文書.

べっぴんさん (第105回・2/7) 感想

NHK総合・連続テレビ小説『べっぴんさん』(公式)
第19週『希望』『第105回』の感想。
なお、ヒロイン・坂東すみれのモデルは、アパレルメーカー「ファミリア」創業者の1人である坂野惇子(ばんの あつこ)さんで、関連書籍は未読。
※ 毎日毎日の感想なので、私の気分も山あり谷ありです。ご理解を。
※ また、称賛、絶賛の感想だけをご希望の方は読まない方が良いです。
すみれ(芳根京子)たちは、父・五十八(生瀬勝久)が倒れたと聞き近江の実家を訪ねる。心臓の病に侵された五十八は寝込んだまま目を覚まさない。夢の中で亡き妻・はな(菅野美穂)と話をする五十八。翌日、目を覚ました五十八は、すみれと姉のゆり(蓮佛美沙子)、それぞれの夫の紀夫(永山絢斗)、潔(高良健吾)、使用人としてずっと仕えてきてくれた忠一郎(曽我廼家文童)と喜代(宮田圭子)らに思いを伝える。
---上記のあらすじは[Yahoo!テレビ]より引用---
いつも使い回している近江の白壁と小川のカットの方が…
スゴイ。アバンタイトルの1カット目。恐らく近江の海と青空の情景カットなのだろうが、全く必然性が無い。これなら、いつも使い回している近江の白壁と小川が映る小道のカットの方が、余程近江らしく映るのに。演出家、もう面倒くさっくなったのだろうか?
主題歌明けは、座る位置がおかしなお通夜で始まった
さて、「第19週 希望」と大きく書かれた明るく楽しそうなオープニング映像の直後に、まさかの五十八(生瀬勝久)のお通夜風シーン。と思いきや、五十八は寝てるだけの設定とは、二度驚いた。それに、いくら家長とは言え、長太郎(本田博太郎)が忠一郎(曾我廼家文童)と喜代(宮田圭子)に尻を向けて座ってるって?
すみれが喜代の人生も考える人に見せる機会だったのに…
そして、ちょっと和んだの忠太郎と喜代の昔話。でも、ここでも納得いかないことが。喜代が坂東家に務めるきっかけの話になり、すみれ(芳根京子)とゆり(蓮佛美沙子)は初耳だったようだが、普通は、特にすみれは35年近くは一緒に寝食を共にしたのだから、一度位は聞きやしないだろうか。

やるべきこと. 『べっぴんさん』第105回の感想で、「すみれ(芳根京子)たちは」で始まるあらすじの段落から、役名と括弧内の俳優名の組み合わせをすべて挙げてください。

ボックス付きデータセットの抜粋:
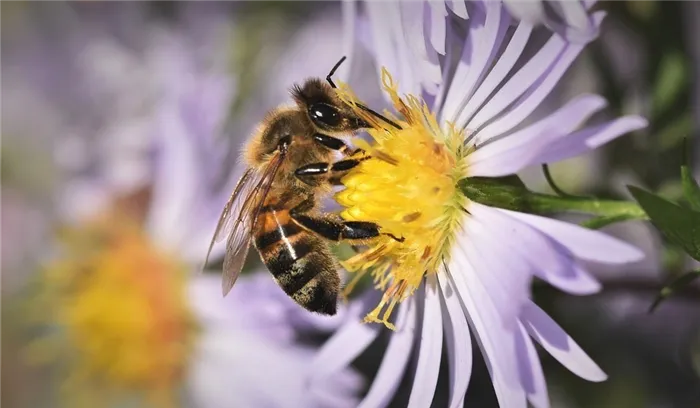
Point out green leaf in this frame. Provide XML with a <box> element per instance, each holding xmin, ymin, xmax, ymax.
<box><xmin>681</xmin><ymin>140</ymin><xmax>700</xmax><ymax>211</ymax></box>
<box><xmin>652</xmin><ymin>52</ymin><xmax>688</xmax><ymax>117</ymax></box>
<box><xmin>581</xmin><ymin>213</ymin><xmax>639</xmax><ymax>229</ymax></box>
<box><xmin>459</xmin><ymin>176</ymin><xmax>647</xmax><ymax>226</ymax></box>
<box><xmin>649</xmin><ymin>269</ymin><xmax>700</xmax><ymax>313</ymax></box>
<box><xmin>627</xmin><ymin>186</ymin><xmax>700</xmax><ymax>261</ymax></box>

...

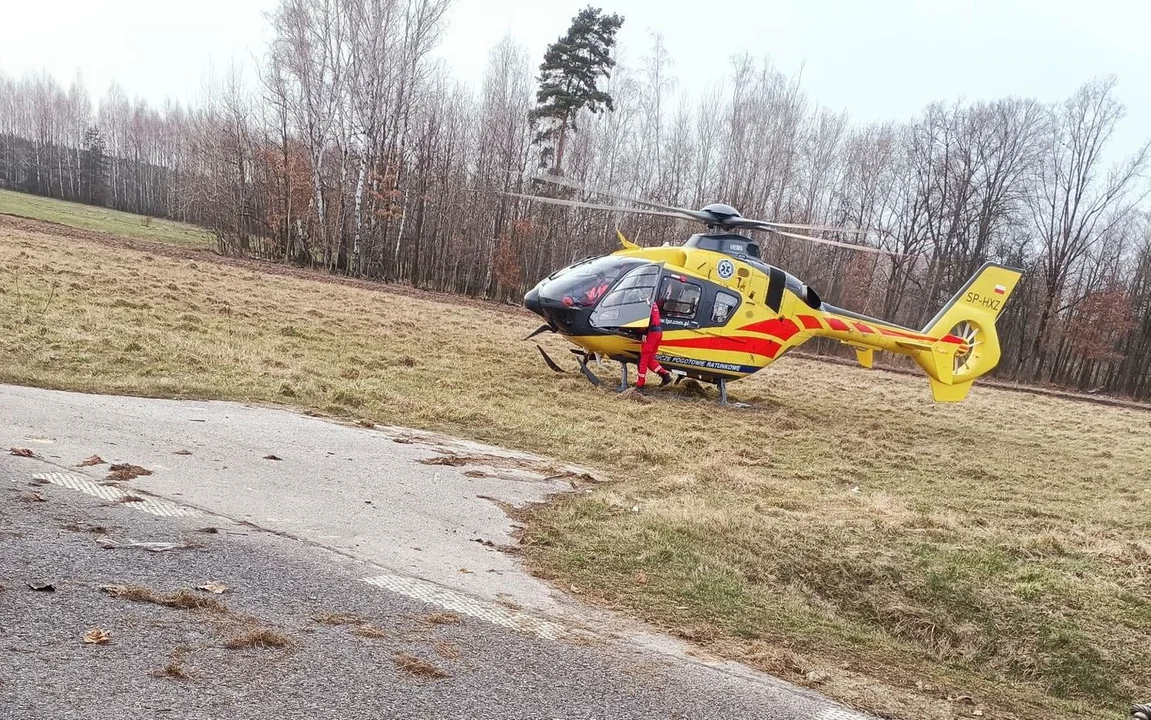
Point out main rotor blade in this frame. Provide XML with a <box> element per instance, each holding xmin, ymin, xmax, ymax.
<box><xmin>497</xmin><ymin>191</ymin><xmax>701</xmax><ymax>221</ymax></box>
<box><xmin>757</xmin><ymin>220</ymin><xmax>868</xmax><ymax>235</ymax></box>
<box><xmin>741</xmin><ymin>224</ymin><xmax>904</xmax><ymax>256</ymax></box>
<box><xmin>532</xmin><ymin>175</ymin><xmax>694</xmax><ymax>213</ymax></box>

課題の解答.
すみれ(芳根京子)
五十八(生瀬勝久)
はな(菅野美穂)
ゆり(蓮佛美沙子)
紀夫(永山絢斗)
潔(高良健吾)
忠一郎(曽我廼家文童)
喜代(宮田圭子)